- Job: Collect every line in the records below that contains the string "sled", and copy each such line in full. Case counts when matching.

- Provided data:
#####

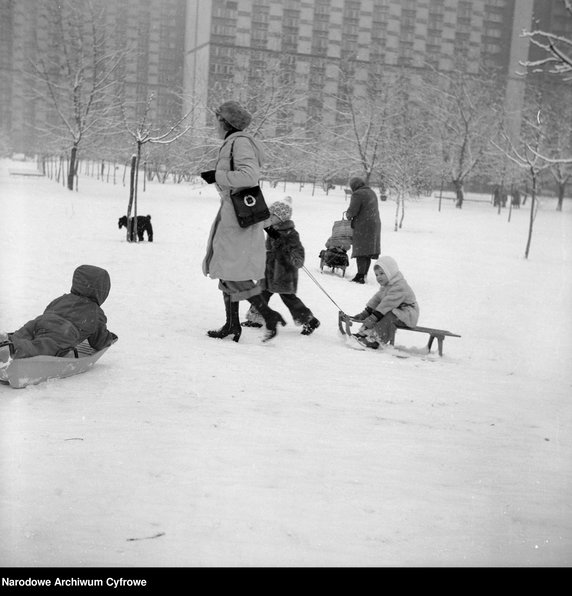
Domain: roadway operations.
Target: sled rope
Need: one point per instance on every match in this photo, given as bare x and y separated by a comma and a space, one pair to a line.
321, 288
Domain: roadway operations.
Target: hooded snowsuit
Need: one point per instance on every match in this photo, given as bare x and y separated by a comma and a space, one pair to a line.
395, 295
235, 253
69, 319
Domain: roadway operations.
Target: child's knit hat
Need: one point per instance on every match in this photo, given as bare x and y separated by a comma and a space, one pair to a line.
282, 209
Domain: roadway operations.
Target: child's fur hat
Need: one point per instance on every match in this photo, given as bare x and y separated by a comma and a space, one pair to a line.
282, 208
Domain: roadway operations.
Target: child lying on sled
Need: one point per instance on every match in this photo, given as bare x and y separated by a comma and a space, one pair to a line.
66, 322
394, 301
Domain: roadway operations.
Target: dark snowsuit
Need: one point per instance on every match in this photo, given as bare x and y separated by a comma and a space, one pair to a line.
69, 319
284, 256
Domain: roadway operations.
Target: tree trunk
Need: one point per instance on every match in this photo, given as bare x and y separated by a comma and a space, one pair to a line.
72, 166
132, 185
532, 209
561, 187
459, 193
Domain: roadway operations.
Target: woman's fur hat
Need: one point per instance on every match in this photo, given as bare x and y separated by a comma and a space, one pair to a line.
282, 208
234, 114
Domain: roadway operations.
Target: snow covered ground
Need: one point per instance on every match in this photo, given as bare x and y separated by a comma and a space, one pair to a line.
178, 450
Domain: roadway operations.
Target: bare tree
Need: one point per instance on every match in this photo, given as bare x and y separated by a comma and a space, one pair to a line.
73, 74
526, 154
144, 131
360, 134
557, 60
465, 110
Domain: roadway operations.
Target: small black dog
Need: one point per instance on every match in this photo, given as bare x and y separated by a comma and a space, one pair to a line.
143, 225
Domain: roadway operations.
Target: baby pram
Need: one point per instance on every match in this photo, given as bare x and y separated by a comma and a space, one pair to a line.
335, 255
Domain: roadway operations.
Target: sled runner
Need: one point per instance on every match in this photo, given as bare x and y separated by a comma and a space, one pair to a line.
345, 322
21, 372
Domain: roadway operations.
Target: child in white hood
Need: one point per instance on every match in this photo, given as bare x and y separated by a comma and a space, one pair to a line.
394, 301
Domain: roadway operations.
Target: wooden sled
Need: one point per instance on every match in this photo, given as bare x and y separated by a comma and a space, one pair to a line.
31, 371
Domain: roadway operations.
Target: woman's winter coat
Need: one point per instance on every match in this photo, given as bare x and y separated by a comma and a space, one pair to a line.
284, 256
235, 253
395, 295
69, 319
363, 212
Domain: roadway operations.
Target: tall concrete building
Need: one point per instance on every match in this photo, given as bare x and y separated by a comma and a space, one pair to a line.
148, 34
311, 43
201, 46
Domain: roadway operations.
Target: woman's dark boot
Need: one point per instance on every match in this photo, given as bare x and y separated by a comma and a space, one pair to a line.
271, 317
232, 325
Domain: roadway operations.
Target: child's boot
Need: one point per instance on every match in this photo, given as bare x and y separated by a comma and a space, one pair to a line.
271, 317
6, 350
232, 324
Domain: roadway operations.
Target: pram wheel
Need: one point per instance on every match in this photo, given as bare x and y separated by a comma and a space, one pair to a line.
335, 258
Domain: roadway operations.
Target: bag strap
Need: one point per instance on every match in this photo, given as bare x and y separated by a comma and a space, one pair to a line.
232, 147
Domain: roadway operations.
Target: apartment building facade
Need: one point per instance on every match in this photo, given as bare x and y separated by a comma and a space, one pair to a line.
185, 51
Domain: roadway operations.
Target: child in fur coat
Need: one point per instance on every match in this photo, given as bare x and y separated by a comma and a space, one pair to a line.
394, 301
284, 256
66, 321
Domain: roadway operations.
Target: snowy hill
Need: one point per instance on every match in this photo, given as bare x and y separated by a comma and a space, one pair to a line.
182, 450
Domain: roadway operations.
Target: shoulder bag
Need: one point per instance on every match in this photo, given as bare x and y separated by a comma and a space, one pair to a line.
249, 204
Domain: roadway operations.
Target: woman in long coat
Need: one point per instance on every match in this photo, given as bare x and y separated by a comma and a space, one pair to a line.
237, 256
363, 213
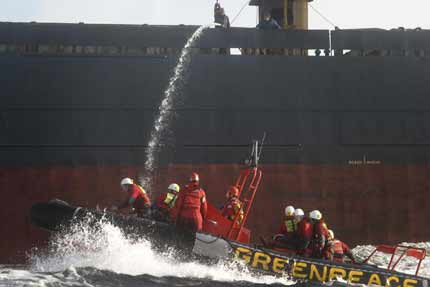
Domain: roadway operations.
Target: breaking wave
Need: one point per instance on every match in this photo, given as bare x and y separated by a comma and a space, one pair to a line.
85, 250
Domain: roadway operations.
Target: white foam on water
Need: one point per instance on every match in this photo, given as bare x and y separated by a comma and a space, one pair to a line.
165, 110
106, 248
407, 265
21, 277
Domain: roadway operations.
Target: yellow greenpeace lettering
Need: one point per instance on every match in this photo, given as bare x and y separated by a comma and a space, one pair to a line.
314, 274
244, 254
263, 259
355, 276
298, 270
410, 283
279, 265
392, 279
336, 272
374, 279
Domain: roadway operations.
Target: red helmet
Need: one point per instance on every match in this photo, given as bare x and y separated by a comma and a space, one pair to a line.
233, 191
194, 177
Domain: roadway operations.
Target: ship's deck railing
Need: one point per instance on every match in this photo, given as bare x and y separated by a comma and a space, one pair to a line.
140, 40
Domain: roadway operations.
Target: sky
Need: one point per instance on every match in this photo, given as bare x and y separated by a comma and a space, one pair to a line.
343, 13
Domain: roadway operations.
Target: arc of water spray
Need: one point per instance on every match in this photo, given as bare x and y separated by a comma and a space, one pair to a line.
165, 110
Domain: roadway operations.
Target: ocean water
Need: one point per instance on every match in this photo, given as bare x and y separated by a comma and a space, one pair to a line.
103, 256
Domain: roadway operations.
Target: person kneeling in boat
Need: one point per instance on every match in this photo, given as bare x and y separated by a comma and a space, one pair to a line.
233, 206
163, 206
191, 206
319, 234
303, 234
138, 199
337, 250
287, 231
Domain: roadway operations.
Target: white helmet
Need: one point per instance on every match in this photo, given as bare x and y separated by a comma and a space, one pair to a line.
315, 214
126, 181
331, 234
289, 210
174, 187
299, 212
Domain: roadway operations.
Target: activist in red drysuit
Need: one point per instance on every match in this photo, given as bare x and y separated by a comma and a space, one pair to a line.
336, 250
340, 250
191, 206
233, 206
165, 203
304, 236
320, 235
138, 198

#####

- Exercise output:
Target: sled rope
Target: child lying on sled
Target: sled runner
Target: wooden sled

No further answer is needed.